[TEXT EXCERPT]:
- Opening Delimiter -

Blamed, shamed and at-risk: How have press representations of obesity responded to the COVID-19 pandemic?

There’s no question that all of us within society have been impacted in one way or another by the ongoing COVID-19 pandemic. However, it’s also the case that the health and wellbeing of certain groups have been particularly affected. A review of evidence on the disparities in the risks and outcomes of COVID-19 carried out by Public Health England suggests the virus has ‘replicated existing health inequalities and, in some cases, has increased them’. One group at particular risk of experiencing serious complications from COVID-19 is people living with obesity. Another report from Public Health England, reviewing evidence on the impact of excess weight on COVID-19, concluded that ‘the evidence consistently suggests that people with COVID-19 who are living with overweight or obesity, compared with those of a healthy weight, are at an increased risk of serious COVID-19 complications and death’.

- Closing Delimiter -

[DATASET EXCERPTS]:

- Opening Delimiter -

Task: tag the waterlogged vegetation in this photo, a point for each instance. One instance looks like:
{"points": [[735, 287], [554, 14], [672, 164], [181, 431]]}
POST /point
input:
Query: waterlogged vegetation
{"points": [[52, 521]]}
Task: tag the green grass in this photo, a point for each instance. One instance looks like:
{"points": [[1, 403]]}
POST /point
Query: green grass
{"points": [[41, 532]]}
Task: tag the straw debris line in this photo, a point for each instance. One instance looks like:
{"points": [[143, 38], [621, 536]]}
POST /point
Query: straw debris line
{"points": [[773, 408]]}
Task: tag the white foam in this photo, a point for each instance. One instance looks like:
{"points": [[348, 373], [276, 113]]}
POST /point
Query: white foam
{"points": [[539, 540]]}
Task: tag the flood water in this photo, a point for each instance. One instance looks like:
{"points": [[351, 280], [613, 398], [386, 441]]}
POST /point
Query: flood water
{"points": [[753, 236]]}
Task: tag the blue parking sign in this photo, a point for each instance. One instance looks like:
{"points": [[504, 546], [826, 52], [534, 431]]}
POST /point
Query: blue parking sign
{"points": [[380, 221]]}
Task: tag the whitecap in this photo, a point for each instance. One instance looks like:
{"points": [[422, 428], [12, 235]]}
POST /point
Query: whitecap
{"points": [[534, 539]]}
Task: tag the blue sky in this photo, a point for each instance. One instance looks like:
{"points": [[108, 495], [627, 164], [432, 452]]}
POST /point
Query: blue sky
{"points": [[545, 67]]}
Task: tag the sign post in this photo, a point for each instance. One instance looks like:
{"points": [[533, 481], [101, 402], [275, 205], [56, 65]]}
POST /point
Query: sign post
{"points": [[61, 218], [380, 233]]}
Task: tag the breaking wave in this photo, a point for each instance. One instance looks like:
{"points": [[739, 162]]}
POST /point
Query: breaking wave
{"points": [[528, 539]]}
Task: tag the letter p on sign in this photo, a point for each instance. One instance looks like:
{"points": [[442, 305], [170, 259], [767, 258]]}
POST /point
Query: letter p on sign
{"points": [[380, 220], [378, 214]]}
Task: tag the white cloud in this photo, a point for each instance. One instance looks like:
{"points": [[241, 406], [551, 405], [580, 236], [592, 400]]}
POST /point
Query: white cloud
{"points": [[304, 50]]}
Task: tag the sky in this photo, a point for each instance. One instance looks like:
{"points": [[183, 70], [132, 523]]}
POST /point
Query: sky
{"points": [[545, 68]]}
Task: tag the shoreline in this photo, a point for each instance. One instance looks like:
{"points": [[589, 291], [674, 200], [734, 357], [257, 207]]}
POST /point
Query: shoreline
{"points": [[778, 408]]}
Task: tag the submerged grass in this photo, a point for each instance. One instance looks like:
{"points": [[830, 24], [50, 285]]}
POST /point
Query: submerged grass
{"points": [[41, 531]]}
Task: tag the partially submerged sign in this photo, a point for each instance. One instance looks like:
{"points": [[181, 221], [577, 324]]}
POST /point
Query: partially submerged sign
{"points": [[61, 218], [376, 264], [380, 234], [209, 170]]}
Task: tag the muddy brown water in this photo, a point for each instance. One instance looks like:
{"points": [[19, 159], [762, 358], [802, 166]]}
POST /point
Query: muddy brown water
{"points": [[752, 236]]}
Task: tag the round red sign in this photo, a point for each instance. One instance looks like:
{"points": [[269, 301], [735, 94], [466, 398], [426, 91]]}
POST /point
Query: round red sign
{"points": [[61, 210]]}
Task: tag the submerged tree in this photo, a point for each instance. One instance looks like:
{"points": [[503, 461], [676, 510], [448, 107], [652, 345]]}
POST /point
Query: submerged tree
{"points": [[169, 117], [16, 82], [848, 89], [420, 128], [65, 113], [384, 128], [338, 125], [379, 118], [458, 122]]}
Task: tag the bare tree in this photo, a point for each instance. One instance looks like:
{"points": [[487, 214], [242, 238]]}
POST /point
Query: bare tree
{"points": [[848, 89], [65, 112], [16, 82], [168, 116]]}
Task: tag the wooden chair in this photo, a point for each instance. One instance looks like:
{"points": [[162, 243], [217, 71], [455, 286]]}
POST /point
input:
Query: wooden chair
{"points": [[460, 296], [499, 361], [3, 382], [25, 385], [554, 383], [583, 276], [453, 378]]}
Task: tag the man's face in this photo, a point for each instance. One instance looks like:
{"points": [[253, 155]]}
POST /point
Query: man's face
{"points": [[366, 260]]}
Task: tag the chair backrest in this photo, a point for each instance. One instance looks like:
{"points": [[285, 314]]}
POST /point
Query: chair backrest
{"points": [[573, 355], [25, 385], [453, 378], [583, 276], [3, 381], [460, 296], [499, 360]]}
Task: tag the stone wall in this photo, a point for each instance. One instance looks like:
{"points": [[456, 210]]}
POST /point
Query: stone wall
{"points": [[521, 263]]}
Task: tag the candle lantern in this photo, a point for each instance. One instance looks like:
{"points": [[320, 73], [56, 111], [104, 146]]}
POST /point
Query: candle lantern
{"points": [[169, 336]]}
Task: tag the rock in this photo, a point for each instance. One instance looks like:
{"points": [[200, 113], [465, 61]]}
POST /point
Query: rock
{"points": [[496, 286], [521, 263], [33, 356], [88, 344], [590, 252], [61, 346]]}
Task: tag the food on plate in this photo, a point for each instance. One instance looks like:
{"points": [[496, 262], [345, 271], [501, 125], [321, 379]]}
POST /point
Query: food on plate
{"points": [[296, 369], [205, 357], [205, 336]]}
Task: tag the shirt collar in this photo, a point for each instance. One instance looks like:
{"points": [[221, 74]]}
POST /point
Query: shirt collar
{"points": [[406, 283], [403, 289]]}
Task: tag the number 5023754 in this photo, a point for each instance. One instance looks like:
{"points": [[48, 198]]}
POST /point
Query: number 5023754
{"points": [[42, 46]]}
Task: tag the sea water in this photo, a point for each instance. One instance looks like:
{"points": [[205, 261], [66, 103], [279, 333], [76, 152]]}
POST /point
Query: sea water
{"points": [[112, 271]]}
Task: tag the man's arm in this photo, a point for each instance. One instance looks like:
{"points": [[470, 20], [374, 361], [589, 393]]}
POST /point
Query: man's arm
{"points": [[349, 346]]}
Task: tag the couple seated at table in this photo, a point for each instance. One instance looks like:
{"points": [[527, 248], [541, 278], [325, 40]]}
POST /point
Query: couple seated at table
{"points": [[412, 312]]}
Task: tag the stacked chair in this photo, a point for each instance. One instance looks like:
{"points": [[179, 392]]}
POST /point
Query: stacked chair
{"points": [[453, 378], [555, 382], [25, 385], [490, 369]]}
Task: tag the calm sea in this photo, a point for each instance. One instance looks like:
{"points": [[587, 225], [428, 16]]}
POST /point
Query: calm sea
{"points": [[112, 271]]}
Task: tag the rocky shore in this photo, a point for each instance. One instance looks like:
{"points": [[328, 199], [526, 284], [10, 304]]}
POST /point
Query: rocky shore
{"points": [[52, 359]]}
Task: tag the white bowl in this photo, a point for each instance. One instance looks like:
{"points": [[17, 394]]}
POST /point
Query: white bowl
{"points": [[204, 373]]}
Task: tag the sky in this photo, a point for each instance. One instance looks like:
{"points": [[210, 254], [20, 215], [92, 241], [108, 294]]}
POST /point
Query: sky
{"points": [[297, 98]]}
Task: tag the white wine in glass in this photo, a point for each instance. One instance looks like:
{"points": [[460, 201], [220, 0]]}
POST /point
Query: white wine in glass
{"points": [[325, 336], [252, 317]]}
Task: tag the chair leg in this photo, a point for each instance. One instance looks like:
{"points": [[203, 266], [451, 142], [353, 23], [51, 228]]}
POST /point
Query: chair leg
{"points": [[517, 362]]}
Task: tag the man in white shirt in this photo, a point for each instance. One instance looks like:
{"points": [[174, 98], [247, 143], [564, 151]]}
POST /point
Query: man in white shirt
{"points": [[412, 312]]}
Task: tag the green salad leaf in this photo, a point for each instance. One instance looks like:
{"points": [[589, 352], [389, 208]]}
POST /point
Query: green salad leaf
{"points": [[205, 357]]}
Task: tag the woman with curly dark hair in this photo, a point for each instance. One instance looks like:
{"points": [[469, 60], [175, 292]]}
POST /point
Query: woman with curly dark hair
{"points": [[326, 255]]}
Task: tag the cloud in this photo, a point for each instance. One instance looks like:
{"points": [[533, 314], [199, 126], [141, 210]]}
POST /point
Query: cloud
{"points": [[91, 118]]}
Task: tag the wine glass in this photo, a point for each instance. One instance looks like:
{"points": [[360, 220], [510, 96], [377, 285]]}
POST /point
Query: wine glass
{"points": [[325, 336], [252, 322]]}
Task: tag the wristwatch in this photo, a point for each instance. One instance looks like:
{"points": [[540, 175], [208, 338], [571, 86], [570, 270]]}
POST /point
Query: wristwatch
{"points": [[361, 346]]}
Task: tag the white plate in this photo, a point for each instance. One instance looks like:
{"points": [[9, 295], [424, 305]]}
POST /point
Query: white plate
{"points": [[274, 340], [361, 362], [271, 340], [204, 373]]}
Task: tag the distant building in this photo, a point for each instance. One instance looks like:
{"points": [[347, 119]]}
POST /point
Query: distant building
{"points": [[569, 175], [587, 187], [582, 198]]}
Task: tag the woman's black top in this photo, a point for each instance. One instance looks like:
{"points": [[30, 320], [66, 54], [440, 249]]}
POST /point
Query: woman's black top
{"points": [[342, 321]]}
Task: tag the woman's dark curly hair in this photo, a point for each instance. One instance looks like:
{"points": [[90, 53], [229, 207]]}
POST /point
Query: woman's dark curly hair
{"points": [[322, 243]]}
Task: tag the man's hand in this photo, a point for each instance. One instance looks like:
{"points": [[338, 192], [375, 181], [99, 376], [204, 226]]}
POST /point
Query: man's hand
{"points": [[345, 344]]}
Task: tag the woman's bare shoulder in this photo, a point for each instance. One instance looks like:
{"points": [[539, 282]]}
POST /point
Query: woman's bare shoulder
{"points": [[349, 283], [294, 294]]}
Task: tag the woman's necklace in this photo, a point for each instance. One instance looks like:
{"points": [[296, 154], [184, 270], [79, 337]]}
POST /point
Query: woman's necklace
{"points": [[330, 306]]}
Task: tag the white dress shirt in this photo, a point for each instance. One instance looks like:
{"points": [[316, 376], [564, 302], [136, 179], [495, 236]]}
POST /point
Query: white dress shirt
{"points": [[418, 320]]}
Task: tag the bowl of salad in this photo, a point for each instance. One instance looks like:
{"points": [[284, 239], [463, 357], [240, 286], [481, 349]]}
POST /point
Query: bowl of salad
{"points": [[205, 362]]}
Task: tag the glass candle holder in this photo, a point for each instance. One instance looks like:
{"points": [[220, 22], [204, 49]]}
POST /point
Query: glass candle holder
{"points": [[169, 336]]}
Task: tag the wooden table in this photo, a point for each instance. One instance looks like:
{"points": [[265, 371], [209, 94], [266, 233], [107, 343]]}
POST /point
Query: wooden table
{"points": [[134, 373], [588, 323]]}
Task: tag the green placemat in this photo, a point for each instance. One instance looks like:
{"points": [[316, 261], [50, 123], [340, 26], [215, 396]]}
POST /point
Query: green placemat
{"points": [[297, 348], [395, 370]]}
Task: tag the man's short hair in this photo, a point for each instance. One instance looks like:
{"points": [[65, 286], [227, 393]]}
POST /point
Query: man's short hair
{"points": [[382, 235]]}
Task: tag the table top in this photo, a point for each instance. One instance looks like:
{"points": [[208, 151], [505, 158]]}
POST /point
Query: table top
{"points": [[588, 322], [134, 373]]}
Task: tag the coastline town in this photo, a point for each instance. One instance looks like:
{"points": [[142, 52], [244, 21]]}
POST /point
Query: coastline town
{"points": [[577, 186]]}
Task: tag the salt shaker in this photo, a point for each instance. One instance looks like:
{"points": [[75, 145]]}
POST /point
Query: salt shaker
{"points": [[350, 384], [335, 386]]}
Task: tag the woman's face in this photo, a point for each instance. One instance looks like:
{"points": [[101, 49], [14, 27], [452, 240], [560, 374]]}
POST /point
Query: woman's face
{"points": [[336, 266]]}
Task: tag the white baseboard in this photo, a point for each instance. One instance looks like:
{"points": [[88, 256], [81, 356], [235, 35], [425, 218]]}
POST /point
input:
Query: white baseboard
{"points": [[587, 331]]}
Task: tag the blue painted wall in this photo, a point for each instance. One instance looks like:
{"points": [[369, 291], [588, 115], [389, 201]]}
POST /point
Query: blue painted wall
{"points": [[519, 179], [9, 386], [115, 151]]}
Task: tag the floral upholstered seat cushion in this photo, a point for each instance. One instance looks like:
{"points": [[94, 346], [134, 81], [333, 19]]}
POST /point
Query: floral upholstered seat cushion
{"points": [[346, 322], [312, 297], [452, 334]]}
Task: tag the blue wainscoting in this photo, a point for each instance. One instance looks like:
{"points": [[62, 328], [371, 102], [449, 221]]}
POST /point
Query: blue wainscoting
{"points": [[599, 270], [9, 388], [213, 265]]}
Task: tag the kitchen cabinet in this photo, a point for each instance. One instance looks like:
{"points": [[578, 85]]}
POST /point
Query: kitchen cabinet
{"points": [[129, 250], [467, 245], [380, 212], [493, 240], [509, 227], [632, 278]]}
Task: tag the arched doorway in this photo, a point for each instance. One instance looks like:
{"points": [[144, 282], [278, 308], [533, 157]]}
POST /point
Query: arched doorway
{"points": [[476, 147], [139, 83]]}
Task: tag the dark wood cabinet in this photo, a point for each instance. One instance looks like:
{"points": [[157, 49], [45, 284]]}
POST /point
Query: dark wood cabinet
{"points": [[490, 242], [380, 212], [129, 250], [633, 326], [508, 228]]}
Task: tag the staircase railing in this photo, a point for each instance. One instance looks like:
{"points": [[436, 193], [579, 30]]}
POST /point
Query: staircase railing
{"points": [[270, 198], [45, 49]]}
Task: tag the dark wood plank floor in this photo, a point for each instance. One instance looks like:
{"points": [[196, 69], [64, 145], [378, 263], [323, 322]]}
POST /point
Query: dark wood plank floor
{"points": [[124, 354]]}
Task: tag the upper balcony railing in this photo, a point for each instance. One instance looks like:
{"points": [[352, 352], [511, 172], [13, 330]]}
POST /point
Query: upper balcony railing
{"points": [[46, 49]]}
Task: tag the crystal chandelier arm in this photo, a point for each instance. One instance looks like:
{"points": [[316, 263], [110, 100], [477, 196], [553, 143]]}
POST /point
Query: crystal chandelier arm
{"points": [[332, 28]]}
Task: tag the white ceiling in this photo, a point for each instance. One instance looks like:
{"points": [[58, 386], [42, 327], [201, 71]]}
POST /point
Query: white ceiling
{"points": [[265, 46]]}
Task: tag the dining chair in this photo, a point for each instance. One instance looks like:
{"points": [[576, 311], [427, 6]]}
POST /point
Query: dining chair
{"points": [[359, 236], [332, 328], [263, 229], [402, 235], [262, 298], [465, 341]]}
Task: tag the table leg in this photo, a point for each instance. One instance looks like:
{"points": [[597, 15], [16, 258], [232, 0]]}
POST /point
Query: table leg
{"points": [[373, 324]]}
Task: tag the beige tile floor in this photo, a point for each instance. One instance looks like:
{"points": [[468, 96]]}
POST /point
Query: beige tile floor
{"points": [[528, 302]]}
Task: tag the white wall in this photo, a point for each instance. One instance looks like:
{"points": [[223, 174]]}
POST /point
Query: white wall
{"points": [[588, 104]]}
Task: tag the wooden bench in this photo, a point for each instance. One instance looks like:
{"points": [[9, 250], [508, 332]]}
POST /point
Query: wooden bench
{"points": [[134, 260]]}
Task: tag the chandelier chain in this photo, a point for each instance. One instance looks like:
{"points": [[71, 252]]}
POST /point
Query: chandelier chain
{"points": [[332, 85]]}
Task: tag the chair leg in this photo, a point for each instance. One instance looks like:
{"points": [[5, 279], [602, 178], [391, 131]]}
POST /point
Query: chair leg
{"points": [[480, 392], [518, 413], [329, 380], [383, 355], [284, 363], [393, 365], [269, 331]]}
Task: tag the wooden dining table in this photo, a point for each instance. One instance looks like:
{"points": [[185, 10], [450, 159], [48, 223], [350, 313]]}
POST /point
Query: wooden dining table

- Closing Delimiter -

[TRY IT]: Could you carry on the text about press coverage of obesity during COVID-19 from its final sentence? The records have no connection to the text about press coverage of obesity during COVID-19.

[EXERCISE RESPONSE]:
In this paper, published in Critical Discourse Studies, Gavin Brookes explores how British print media representations of obesity have responded to the pandemic. The study, which is the latest in the CASS project exploring representations of obesity in the British press, is based on purpose-built corpora representing UK broadsheet and tabloid coverage of obesity during the pandemic. The analysis involved the use of keywords which were obtained by comparing each corpus against two reference corpora: one representing general press coverage of COVID-19 and the other representing general coverage of obesity in the six months leading up to the start of the pandemic. In this way, the study could account for keywords (and attendant discourses) that were characteristic of press representations of obesity during the pandemic relative not only to general coverage of obesity, but also general coverage of the virus.

Compared to this more general reportage, both broadsheet and tabloid reporting of obesity during the pandemic was found to be more fatalistic, with people with obesity being particularly likely to be construed as dying, or at least as being at heightened risk of dying, from the virus. For the broadsheets, this is a marked change in tone, with the pandemic seemingly ushering in a more pronounced focus on the connection between obesity and mortality. While such fatalistic discourses are characteristic of tabloid coverage of obesity in general, it seems that this way of framing obesity has gained even more prominence in these newspapers during the pandemic.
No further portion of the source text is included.